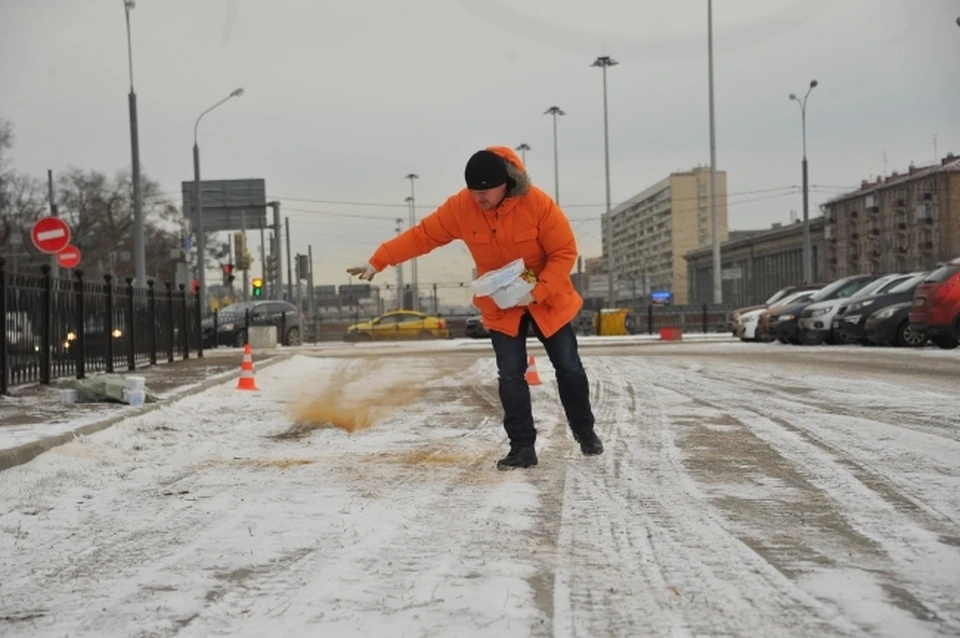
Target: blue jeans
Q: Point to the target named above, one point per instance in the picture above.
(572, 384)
####################
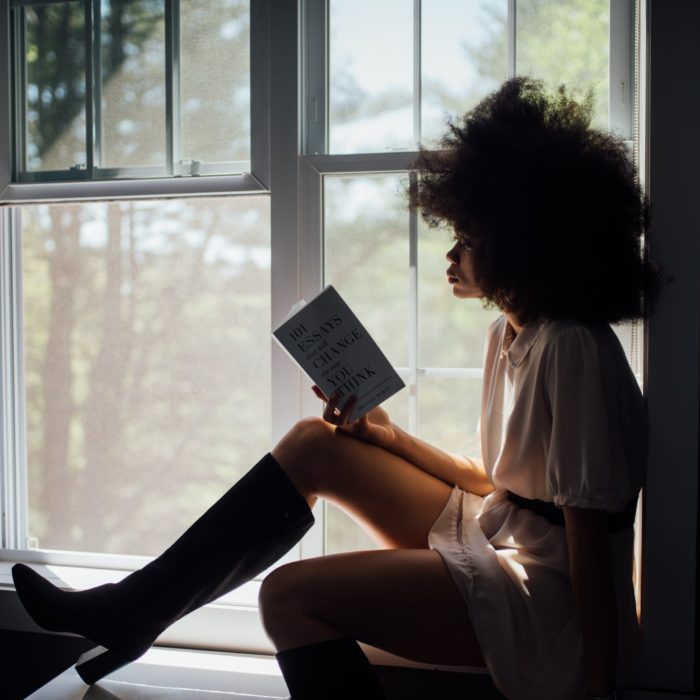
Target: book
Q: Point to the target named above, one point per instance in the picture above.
####################
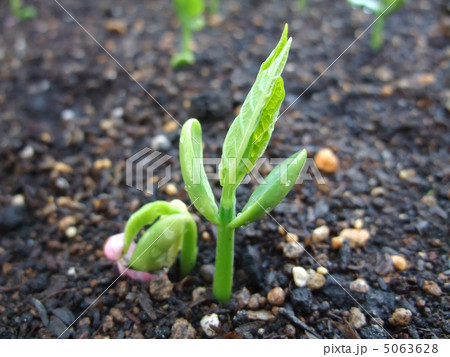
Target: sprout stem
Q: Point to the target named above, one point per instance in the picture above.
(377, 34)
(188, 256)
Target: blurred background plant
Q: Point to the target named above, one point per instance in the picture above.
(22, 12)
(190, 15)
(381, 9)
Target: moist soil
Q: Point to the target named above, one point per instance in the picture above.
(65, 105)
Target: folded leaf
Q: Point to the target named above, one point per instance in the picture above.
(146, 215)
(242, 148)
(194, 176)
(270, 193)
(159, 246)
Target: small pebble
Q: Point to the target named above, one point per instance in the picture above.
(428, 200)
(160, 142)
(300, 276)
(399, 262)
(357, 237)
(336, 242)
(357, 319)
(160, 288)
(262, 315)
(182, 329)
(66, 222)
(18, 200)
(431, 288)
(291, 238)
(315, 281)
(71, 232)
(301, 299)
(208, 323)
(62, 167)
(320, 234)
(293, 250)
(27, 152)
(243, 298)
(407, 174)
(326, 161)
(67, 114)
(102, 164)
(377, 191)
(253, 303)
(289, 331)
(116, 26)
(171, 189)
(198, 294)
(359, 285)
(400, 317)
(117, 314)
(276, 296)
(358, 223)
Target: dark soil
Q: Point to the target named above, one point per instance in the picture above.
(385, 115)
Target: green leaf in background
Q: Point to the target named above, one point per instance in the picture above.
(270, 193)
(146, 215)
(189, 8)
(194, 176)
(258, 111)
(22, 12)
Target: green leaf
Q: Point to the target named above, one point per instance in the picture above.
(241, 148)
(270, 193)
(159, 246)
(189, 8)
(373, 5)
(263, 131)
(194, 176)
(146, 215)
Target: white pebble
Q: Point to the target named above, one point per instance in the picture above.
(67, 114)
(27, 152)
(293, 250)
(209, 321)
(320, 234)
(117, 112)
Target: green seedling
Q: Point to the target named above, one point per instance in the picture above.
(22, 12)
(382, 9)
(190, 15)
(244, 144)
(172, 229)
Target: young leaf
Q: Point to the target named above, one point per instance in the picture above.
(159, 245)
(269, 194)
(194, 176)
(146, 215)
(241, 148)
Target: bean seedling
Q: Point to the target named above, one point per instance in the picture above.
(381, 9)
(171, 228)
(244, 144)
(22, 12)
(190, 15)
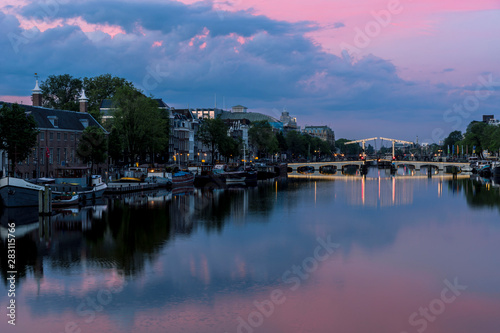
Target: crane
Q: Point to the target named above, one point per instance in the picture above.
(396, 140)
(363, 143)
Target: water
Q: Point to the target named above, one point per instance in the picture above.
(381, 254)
####################
Request: Find each line of the material above that contains the string "green", matching case exactly, and copy those lines out.

Answer to the exercise:
Target: green leaf in background
Target: green leaf
Target: green seedling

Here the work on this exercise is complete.